>> Begin Material shown

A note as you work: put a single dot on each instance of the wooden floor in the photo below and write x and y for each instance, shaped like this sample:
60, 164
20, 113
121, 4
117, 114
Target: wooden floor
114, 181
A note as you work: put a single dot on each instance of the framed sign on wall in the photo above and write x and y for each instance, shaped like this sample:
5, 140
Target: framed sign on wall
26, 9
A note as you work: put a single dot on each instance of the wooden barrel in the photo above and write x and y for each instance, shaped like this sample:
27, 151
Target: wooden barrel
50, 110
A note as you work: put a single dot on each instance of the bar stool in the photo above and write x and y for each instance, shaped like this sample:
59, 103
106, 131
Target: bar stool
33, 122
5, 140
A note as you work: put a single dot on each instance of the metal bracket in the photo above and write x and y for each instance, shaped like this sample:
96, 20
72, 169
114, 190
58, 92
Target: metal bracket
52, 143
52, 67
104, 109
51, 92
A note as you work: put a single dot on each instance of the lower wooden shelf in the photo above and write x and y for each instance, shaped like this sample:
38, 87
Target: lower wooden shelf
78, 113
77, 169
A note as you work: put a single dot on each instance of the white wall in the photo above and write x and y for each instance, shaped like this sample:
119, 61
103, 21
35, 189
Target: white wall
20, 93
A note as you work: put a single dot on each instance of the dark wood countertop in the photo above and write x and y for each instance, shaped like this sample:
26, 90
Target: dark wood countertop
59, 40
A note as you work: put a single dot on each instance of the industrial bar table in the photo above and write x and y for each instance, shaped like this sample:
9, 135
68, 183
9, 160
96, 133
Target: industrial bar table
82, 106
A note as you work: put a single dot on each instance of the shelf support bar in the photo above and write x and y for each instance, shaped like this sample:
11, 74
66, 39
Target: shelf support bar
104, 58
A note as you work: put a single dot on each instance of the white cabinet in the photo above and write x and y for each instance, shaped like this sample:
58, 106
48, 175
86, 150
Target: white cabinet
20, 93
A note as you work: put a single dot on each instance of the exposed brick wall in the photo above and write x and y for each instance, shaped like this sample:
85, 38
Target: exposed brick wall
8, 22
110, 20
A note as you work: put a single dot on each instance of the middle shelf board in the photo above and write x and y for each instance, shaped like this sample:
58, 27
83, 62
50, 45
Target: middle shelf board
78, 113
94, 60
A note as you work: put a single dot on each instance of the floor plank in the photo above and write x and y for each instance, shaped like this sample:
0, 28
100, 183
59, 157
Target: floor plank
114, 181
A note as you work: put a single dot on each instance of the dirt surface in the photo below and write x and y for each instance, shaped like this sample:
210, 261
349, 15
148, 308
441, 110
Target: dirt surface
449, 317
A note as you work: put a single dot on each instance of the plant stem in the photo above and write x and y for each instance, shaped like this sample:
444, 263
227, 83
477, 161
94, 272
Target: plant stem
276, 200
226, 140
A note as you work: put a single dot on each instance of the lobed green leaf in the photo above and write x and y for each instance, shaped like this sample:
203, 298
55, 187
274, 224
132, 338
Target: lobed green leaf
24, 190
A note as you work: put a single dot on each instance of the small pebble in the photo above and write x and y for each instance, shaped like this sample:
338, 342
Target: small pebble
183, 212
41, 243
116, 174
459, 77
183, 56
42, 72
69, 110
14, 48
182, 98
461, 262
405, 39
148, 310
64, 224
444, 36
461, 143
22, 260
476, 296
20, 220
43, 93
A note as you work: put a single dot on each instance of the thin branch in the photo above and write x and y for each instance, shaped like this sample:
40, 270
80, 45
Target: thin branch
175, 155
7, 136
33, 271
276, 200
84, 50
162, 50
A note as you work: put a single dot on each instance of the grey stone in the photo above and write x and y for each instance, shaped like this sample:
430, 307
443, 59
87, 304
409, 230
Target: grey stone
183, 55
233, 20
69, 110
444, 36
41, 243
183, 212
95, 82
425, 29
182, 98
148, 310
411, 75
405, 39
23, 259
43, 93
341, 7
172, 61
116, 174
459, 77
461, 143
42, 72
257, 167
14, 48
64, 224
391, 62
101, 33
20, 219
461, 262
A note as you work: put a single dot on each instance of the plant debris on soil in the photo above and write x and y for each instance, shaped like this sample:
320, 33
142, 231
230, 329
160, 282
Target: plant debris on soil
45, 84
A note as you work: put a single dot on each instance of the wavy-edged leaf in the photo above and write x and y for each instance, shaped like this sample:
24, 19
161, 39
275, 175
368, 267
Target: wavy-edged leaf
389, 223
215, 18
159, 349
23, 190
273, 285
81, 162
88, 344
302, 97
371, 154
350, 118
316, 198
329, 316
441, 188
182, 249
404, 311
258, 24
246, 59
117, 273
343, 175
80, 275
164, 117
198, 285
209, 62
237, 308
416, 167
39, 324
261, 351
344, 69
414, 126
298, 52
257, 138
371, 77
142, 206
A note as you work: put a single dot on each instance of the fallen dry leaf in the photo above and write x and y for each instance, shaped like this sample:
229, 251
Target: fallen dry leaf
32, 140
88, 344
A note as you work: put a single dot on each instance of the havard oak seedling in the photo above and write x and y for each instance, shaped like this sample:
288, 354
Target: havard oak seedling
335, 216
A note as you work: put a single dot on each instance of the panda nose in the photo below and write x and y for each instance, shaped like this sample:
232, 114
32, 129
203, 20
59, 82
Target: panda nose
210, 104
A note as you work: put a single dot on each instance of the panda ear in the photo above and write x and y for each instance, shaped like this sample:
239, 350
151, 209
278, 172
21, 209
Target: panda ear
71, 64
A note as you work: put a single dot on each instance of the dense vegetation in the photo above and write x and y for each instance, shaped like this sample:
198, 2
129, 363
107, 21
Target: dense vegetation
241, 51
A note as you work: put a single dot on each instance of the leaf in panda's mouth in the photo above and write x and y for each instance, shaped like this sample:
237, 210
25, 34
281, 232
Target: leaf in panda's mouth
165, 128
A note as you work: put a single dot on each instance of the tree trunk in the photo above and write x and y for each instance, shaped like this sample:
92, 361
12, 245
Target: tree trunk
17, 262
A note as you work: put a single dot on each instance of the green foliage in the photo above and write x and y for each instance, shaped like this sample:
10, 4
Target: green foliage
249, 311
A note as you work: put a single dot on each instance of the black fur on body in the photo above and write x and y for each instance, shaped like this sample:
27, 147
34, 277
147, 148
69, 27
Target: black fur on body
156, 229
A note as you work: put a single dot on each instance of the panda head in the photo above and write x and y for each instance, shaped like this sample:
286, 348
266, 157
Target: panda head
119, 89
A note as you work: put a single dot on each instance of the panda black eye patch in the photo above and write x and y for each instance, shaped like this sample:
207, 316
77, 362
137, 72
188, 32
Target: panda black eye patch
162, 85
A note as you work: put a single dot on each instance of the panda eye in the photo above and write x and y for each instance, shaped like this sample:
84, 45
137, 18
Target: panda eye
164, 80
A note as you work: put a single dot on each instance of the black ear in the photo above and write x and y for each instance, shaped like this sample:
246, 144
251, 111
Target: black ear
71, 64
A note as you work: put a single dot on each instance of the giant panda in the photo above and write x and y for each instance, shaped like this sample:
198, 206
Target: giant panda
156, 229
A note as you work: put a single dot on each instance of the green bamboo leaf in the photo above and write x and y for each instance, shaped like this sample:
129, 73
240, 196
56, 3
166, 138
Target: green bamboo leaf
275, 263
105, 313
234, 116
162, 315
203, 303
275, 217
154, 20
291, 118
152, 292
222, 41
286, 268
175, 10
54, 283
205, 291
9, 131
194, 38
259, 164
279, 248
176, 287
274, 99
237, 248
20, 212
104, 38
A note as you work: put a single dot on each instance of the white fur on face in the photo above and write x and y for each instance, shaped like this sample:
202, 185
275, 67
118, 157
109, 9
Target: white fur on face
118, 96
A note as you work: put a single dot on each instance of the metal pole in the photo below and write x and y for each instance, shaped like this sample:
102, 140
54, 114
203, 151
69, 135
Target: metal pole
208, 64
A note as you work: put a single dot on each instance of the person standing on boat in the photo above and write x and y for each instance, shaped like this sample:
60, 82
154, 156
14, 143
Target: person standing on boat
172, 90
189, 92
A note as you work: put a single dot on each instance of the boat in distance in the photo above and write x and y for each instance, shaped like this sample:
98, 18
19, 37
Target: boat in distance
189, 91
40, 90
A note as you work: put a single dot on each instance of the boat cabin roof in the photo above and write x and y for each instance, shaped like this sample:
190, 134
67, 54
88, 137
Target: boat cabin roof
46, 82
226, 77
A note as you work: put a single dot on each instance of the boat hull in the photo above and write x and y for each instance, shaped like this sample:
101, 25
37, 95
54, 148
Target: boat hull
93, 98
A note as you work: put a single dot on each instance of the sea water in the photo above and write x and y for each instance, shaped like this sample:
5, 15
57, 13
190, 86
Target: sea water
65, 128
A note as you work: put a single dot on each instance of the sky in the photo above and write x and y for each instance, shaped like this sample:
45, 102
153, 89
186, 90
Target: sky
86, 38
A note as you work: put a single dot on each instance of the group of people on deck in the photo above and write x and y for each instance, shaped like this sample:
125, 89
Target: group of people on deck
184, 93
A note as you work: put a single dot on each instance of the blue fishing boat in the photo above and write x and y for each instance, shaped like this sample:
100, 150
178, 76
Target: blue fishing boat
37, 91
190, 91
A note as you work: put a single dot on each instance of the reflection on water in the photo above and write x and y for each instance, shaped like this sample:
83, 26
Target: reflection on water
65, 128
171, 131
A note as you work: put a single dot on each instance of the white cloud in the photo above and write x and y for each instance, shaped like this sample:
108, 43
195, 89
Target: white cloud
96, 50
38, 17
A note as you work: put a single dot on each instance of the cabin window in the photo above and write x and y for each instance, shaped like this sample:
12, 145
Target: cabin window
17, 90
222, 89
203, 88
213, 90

>> End Material shown

Problem statement:
Update the lines from the one containing "the sea water" through the end of the listing, changing "blue fishing boat" to "green fishing boat" and keeping everything else the same. Return only those lines.

Correct result:
A note as you work: put a single dot on each instance of the sea water in the photo above and write x and y for each instance, shaped like this sample:
5, 15
57, 13
190, 86
Target: sea water
65, 128
A note as you work: put a single dot on each instance of the sky in the photo above and write x and y for each instance, shaped like this sample:
45, 102
153, 89
186, 90
Target: sky
86, 38
A note as you work: put a single dot on each instance of the group of people on deck in the photo above and write x and y for each instance, shaped like this sample:
125, 89
Target: group of people on deck
184, 93
A note as you work: put a single dot on each instance of the green fishing boat in the photo above and write x and y for each instance, shaped like this sample:
100, 150
178, 76
Target: green fishing boat
37, 91
190, 91
A note as you work: put a single dot on each instance of the reflection on water in the photo above and write x and y for each instance, shaped like this sample:
83, 26
Target: reflection on water
65, 128
171, 131
A note as you work: put a single dot on each instance of the white cloud in the photo above and write x and y for each instance, shaped like this sample:
108, 43
195, 89
Target: white cloud
96, 50
38, 17
A note as you work: put a single dot on each instance of the cabin window in the photo above and write x and y for each instance, shaped like this sample:
12, 145
Target: cabin window
17, 90
222, 89
203, 88
213, 90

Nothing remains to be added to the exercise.